RECORDS >>
>>>

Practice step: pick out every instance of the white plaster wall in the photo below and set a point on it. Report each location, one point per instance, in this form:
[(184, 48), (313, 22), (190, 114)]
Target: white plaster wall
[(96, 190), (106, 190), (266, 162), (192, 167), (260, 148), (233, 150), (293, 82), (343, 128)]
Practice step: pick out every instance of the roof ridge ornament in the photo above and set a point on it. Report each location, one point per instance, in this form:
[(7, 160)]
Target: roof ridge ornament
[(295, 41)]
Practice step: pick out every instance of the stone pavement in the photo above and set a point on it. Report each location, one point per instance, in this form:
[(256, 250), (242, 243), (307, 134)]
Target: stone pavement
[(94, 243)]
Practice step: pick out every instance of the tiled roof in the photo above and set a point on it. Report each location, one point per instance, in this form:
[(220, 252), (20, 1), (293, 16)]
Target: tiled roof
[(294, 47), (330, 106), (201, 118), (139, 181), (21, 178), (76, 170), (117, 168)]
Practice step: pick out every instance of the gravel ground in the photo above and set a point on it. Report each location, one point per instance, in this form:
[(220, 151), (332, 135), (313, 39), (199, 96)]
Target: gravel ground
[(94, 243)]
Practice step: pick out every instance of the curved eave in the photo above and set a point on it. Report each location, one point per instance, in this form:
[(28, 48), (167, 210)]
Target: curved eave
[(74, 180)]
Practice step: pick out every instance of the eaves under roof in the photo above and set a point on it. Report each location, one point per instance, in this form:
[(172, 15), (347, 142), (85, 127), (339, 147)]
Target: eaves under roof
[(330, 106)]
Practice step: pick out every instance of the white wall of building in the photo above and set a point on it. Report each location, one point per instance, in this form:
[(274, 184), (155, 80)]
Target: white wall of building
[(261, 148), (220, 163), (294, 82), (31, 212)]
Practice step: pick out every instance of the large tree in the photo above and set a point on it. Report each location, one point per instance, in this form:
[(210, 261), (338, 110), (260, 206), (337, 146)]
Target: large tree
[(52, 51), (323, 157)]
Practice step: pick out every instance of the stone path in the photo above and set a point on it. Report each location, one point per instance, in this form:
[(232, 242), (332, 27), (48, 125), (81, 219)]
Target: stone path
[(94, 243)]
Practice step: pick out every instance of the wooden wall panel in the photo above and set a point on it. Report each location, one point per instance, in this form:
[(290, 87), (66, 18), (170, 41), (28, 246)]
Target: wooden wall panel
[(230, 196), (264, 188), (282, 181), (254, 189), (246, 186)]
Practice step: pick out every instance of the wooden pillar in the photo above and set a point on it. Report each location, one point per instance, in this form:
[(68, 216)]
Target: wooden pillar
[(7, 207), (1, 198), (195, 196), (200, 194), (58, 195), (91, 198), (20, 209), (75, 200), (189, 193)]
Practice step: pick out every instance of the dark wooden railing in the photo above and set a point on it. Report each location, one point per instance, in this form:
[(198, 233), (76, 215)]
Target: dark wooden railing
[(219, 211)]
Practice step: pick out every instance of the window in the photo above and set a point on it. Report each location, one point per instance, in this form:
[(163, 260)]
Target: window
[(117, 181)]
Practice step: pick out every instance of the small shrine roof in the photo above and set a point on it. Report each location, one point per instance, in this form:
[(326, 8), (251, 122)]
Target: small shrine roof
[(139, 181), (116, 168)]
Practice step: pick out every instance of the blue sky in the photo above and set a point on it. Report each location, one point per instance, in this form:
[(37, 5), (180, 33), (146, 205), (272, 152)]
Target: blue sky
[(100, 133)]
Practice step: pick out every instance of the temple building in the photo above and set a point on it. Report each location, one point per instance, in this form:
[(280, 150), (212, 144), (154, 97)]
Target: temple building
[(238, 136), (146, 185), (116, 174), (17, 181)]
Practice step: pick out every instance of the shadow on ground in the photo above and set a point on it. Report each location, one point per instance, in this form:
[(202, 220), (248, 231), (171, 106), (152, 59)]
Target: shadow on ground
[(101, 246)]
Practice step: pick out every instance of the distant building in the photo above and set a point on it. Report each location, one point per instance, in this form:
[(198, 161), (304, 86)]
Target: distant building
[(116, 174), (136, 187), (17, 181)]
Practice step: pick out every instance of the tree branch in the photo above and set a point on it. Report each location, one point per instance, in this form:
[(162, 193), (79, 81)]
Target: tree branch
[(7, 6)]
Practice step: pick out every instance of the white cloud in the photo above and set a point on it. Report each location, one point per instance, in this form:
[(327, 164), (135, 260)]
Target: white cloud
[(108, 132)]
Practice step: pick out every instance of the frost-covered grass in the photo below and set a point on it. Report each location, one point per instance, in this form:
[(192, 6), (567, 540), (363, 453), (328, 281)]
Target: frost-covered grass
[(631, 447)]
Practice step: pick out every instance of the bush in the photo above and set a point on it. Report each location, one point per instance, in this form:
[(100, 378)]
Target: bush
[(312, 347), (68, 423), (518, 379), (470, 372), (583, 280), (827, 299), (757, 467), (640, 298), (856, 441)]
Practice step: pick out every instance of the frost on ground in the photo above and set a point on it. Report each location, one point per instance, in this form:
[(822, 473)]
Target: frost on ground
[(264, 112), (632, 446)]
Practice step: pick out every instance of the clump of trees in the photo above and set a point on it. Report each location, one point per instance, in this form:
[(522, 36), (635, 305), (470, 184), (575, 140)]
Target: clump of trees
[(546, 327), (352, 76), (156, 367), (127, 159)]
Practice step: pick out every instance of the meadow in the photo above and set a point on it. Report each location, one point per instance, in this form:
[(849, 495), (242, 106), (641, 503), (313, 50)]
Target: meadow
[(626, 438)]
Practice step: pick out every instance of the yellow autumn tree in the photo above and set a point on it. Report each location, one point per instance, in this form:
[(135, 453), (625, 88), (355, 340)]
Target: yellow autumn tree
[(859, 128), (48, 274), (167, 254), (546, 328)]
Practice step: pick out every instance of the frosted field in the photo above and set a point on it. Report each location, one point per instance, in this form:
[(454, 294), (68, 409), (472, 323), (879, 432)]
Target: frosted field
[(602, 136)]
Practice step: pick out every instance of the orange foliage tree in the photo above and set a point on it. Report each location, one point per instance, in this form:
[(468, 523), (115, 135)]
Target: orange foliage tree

<<<

TASK REQUIREMENTS >> Copy the records again in full, requests included, starting at the line containing "Practice step: pick out every instance of the frosted" and ending at the end of the records. Multiply every point coordinate in the answers by 0.9 and round to whole numbers, with halves rounded up, while leaving the requests and their format samples unchanged.

SOLUTION TO THE EXERCISE >>
Practice step: pick out every instance of the frosted field in the photo above and set a point on it. Report each location, one point per instance, in this form:
[(454, 294), (68, 409), (472, 323), (879, 432)]
Target: frosted field
[(542, 122)]
Practice step: pick out every instance of the orange foliage tree in the photo above and set a point on it. Report each location, one point per instance, in this form:
[(468, 523), (115, 135)]
Target: orange foliage tree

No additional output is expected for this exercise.